▸ **YOUR INSTRUCTIONS**
Convert every one of the rows below into a JSON list of strings, with one string for each line and blank lines omitted.

▸ **INFORMATION GIVEN**
-=-=-
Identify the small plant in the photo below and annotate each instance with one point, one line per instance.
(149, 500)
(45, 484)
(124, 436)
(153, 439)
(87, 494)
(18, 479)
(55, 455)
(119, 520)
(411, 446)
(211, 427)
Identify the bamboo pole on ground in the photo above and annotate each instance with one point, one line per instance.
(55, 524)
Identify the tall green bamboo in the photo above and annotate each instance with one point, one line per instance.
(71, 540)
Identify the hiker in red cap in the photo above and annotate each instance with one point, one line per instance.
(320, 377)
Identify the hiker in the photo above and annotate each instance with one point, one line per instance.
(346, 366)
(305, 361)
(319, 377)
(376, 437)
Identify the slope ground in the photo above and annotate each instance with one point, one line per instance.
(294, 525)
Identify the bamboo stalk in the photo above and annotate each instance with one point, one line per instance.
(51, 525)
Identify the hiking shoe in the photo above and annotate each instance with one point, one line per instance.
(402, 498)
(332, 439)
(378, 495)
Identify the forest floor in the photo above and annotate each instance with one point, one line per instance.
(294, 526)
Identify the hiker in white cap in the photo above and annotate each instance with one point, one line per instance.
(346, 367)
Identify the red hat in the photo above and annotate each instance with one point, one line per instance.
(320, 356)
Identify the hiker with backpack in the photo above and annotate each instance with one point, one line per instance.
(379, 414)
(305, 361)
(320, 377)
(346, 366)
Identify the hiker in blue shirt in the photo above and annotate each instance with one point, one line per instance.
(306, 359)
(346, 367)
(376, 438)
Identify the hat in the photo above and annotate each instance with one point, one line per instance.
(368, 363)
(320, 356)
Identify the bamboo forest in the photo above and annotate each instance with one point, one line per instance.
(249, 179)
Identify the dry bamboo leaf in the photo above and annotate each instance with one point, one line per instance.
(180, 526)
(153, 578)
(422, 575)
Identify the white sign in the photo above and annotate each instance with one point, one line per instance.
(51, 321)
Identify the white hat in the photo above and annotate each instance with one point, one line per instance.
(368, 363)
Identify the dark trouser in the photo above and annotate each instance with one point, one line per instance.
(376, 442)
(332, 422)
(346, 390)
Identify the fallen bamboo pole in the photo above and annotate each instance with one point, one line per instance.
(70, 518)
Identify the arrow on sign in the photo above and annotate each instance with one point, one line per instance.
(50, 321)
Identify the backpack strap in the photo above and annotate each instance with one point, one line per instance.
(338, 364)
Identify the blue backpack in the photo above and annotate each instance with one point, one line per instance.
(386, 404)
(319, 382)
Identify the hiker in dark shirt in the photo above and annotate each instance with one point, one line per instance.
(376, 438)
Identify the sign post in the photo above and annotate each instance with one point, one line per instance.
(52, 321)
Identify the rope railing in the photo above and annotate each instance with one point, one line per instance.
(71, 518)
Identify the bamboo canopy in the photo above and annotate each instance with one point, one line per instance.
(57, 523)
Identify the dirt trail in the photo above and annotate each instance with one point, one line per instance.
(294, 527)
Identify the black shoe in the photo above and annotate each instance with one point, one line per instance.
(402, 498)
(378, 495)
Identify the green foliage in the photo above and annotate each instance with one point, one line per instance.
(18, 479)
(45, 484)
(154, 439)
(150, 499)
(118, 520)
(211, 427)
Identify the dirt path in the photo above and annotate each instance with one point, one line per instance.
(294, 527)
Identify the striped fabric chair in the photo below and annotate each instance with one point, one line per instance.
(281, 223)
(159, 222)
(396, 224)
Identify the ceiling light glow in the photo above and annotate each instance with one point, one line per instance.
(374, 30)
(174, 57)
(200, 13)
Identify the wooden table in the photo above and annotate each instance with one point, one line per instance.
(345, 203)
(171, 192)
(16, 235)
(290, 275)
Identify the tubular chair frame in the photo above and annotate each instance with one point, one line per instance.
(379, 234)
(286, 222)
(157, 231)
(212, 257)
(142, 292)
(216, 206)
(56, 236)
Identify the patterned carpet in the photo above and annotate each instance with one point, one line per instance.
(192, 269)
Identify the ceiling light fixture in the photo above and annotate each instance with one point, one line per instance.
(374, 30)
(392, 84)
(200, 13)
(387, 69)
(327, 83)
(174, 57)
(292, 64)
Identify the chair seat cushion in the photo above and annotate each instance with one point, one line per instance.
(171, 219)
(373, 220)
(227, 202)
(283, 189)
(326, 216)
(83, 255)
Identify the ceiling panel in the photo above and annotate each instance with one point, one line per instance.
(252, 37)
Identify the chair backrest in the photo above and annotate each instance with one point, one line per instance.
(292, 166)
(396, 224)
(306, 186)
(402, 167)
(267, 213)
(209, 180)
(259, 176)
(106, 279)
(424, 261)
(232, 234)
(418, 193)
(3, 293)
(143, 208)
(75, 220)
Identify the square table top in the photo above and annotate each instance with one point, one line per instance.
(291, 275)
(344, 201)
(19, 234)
-=-=-
▸ **REPLY TO THE TASK**
[
  "Identify the small plant in the photo below and annotate each instance with one point, one line per instance.",
  "(149, 500)",
  "(45, 484)",
  "(124, 436)",
  "(153, 439)",
  "(87, 494)",
  "(18, 479)",
  "(55, 455)",
  "(119, 520)",
  "(411, 446)",
  "(211, 427)",
  "Identify the bamboo pole on ground in the photo above and annotate each instance with one point, one line per instance.",
  "(55, 524)",
  "Identify the tall green bamboo in the photo above and annotate each instance with one point, one line per instance.",
  "(71, 540)",
  "Identify the hiker in red cap in the photo above and annotate each instance with one point, one line per instance.",
  "(320, 377)",
  "Identify the hiker in the photo above and annotate each instance with one point, one line per instance.",
  "(346, 366)",
  "(305, 361)",
  "(319, 377)",
  "(376, 437)",
  "Identify the slope ground in the photo above and annotate each instance with one point, one line per instance.",
  "(294, 525)",
  "Identify the bamboo stalk in the photo above and annotate each instance with one point, one line per instance.",
  "(51, 525)",
  "Identify the hiking shoe in the photo above and annotate each instance with one point, one line per instance.",
  "(402, 498)",
  "(332, 439)",
  "(378, 495)",
  "Identify the forest floor in the photo above and annotate each instance with one point, one line per instance.",
  "(294, 526)",
  "Identify the hiker in white cap in the photo above and annotate each instance with one point, one line per instance.",
  "(346, 367)",
  "Identify the red hat in the photo above and annotate each instance with one point, one line per instance.",
  "(320, 356)",
  "Identify the hiker with backpack in the photo above and annotate each instance with one point, one line per instance.",
  "(379, 414)",
  "(305, 361)",
  "(320, 377)",
  "(346, 366)",
  "Identify the hiker in blue shirt in the photo above and annotate each instance with one point, one line per instance.",
  "(306, 359)",
  "(346, 367)",
  "(376, 438)",
  "Identify the hat in the photo above and annotate each instance with one point, one line per instance.",
  "(368, 363)",
  "(320, 356)",
  "Identify the bamboo forest in the photo above and annotate each instance with one point, one line per instance.",
  "(249, 179)",
  "Identify the dry bamboo leaf in the photo above and annotate each instance with one point, one line per instance.",
  "(180, 526)",
  "(153, 578)",
  "(422, 575)",
  "Identify the white sign in the photo above and annotate each instance with one point, one line per instance.",
  "(51, 321)",
  "Identify the white hat in the photo above and annotate each instance with one point, one line per instance.",
  "(368, 363)",
  "Identify the dark trouser in the photo above and annotate each instance with one point, one line per instance.",
  "(376, 442)",
  "(332, 422)",
  "(346, 390)",
  "Identify the fallen bamboo pole in the photo above and annotate each instance with one point, one line per instance.",
  "(70, 518)",
  "Identify the arrow on sign in the photo above and annotate each instance with one point, one line per instance.",
  "(50, 321)",
  "Identify the backpack strap in the photo above and annotate each instance with one point, one line per instance.",
  "(338, 364)",
  "Identify the blue backpack in the photo above and annotate each instance with one point, one line per instance.",
  "(386, 404)",
  "(319, 382)",
  "Identify the hiker in dark shirt in the photo above and annotate each instance with one point, one line per instance.",
  "(376, 438)",
  "Identify the sign post in the photo above and annotate each instance with one point, one line per instance.",
  "(52, 321)",
  "Identify the rope railing in the photo above and annotate each instance with one point, one line per instance.",
  "(71, 518)",
  "Identify the bamboo canopy in the photo above and annotate each instance with one point, one line per instance.",
  "(57, 523)",
  "Identify the dirt trail in the photo above and annotate each instance with one point, one line per instance.",
  "(294, 527)",
  "Identify the black shoe in the photo above and annotate each instance with one point, one line per instance.",
  "(402, 498)",
  "(378, 495)",
  "Identify the green foliage in the photo above and annotate each instance with one point, one line per instance.",
  "(18, 479)",
  "(45, 484)",
  "(154, 439)",
  "(150, 499)",
  "(118, 520)",
  "(211, 427)",
  "Identify the dirt path in the photo above and annotate each instance with one point, one line per instance.",
  "(294, 527)",
  "Identify the striped fabric chair in the photo below and annotate each instance with one point, one line per instance.",
  "(281, 223)",
  "(159, 222)",
  "(396, 224)",
  "Identify the ceiling light glow in the photo above and annotate each instance with one point, one line per instance.",
  "(374, 30)",
  "(174, 57)",
  "(200, 13)",
  "Identify the wooden table in the photo above and annotate each instance with one point, one line per instance.",
  "(345, 203)",
  "(171, 192)",
  "(16, 235)",
  "(290, 275)",
  "Identify the tubular chair frame in the photo above and annotate each instance with one point, one line per instance.",
  "(379, 234)",
  "(286, 222)",
  "(157, 231)",
  "(212, 257)",
  "(142, 292)",
  "(216, 206)",
  "(56, 236)",
  "Identify the patterned carpet in the photo above and annotate each instance with one point, one line per instance.",
  "(192, 269)",
  "Identify the ceiling light fixture in the photo above and annotate each instance with one point, one line per instance.",
  "(374, 30)",
  "(392, 84)",
  "(200, 13)",
  "(387, 69)",
  "(327, 83)",
  "(174, 57)",
  "(292, 64)",
  "Identify the chair seat cushion in the photo above and annotate each instance with one point, one line per instance.",
  "(171, 219)",
  "(373, 220)",
  "(227, 202)",
  "(283, 189)",
  "(326, 216)",
  "(83, 255)",
  "Identify the ceiling panel in the photo above and annotate each instance with one point, one line per instance.",
  "(252, 37)",
  "Identify the chair backrest in the photo above and annotate each instance with one point, one line per instance.",
  "(292, 166)",
  "(396, 224)",
  "(306, 186)",
  "(402, 167)",
  "(267, 213)",
  "(209, 180)",
  "(259, 176)",
  "(106, 279)",
  "(424, 261)",
  "(232, 234)",
  "(418, 193)",
  "(3, 293)",
  "(143, 208)",
  "(75, 220)",
  "Identify the square table top in the photo above and annotate each instance with one point, one line per instance.",
  "(291, 275)",
  "(344, 201)",
  "(19, 234)"
]